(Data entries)
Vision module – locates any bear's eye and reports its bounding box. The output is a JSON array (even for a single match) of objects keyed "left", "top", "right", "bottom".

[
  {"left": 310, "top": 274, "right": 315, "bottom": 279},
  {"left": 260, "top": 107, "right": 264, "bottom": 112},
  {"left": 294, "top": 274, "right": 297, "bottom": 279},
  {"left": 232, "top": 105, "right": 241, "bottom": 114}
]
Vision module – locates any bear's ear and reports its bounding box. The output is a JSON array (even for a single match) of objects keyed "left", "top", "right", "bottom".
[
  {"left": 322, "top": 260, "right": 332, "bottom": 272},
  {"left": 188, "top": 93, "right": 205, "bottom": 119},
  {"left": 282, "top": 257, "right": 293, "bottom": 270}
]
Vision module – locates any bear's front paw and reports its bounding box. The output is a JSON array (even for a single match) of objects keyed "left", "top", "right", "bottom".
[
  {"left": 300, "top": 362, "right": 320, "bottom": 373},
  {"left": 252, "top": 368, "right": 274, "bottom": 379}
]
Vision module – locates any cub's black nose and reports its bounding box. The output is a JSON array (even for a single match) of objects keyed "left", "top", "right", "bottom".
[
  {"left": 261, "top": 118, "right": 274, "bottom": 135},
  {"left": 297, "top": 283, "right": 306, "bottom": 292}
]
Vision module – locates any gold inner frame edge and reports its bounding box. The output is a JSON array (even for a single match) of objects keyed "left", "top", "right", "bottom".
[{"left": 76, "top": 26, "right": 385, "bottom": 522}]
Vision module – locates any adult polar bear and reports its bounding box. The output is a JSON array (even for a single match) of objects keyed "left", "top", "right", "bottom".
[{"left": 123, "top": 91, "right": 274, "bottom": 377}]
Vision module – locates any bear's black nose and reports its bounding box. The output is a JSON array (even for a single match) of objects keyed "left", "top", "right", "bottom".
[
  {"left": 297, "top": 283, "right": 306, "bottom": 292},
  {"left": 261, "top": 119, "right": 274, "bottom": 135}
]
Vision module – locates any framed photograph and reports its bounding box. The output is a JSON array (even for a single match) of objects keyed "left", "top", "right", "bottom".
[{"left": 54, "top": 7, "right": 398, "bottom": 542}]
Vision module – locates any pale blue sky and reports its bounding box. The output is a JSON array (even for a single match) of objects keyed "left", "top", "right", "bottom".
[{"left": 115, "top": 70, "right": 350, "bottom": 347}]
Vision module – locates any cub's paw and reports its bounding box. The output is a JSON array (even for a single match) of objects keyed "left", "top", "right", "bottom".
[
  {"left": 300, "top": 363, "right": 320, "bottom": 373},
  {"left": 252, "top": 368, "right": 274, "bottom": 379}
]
---
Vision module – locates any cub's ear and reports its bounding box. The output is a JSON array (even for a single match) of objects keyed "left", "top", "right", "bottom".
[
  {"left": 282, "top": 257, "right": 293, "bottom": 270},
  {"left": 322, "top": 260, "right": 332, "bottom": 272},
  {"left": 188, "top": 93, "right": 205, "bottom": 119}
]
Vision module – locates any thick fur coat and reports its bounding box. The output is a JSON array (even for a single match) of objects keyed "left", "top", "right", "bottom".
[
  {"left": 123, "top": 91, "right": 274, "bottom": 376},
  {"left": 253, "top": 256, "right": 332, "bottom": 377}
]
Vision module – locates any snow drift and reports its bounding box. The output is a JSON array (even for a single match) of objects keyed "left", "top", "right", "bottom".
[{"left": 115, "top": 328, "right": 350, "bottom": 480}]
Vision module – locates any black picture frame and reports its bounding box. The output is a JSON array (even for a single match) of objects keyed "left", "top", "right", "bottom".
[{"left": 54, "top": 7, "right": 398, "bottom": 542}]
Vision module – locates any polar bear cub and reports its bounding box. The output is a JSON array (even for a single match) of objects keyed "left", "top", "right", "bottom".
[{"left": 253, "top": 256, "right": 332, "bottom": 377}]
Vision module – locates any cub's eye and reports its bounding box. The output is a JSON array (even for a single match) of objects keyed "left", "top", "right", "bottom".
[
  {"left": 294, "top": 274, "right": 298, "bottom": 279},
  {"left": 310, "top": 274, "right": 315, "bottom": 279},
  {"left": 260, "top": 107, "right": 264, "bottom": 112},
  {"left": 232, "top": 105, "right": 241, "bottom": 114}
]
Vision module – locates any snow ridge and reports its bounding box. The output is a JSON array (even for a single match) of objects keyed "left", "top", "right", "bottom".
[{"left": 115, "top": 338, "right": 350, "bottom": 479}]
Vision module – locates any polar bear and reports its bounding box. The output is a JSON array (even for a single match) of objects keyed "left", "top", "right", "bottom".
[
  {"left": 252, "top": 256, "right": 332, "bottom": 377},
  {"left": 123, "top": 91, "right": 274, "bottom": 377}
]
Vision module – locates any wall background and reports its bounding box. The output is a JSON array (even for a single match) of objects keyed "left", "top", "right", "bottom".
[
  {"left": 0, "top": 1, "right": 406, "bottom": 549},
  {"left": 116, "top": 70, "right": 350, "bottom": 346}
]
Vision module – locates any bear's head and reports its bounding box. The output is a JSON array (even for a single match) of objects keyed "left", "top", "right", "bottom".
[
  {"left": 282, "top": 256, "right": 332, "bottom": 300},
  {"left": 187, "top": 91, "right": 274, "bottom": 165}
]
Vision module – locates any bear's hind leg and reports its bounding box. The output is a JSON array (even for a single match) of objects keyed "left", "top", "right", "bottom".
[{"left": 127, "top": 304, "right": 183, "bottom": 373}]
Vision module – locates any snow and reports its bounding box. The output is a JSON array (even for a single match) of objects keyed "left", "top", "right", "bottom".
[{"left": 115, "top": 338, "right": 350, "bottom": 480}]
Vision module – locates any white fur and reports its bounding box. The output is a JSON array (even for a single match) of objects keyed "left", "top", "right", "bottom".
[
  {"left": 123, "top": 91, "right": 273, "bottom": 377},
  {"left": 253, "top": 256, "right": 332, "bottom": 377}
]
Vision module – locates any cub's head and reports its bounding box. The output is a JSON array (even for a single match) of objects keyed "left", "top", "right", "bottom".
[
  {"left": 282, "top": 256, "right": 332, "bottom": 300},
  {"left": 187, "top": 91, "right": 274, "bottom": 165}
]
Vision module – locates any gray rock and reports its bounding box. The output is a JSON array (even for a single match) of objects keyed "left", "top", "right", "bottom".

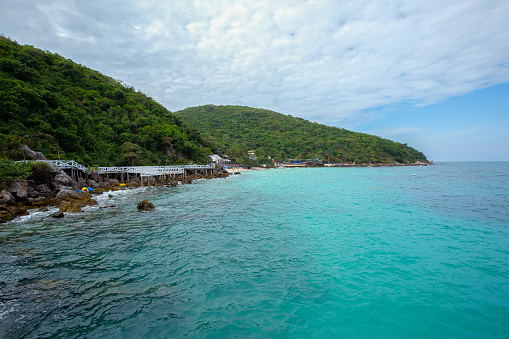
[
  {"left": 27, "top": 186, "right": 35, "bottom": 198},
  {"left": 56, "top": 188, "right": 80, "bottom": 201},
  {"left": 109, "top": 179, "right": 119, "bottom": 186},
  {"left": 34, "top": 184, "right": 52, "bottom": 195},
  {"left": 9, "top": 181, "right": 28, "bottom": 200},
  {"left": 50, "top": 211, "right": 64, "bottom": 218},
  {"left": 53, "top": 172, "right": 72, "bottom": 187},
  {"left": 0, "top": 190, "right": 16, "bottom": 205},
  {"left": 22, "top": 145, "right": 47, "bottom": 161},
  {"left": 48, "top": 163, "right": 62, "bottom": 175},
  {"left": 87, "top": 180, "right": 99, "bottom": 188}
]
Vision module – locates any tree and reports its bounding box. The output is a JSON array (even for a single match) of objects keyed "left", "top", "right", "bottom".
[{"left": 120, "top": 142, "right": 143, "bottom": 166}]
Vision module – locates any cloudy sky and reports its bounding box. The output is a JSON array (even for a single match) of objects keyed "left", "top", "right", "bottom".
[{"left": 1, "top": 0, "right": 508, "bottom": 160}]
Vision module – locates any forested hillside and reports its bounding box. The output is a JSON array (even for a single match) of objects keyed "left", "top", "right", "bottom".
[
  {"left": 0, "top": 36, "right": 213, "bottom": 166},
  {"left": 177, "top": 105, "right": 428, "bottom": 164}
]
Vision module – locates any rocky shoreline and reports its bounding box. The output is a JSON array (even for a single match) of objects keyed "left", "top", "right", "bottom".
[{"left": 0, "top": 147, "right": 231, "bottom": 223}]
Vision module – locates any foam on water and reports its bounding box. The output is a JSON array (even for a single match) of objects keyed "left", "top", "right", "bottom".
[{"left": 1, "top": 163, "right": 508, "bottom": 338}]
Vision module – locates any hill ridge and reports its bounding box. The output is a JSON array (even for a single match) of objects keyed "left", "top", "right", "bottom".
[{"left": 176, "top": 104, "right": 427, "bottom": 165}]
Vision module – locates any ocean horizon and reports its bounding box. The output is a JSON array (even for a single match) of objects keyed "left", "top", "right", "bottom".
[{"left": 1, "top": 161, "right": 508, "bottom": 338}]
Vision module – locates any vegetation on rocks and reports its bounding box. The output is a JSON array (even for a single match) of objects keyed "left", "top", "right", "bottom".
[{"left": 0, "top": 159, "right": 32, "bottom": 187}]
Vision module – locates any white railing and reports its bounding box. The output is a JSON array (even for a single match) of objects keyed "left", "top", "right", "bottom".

**About this exercise**
Among the records above, a stretch begins at the line containing "Vision module – locates any vegetation" and ends at the line containing "Vision module – locates any white railing". Restate that stretch word for word, and nothing else.

**Answer area**
Vision module – locates any vegetation on rocks and reports its bounding box. The output is a JSON array (even for a single match) of objects keyed "left", "top", "right", "bottom".
[{"left": 0, "top": 159, "right": 32, "bottom": 187}]
Vision module – locates any white railing and reports its bounding box. The output is a JSON array (even for a single match) of objects keyed "left", "top", "right", "bottom".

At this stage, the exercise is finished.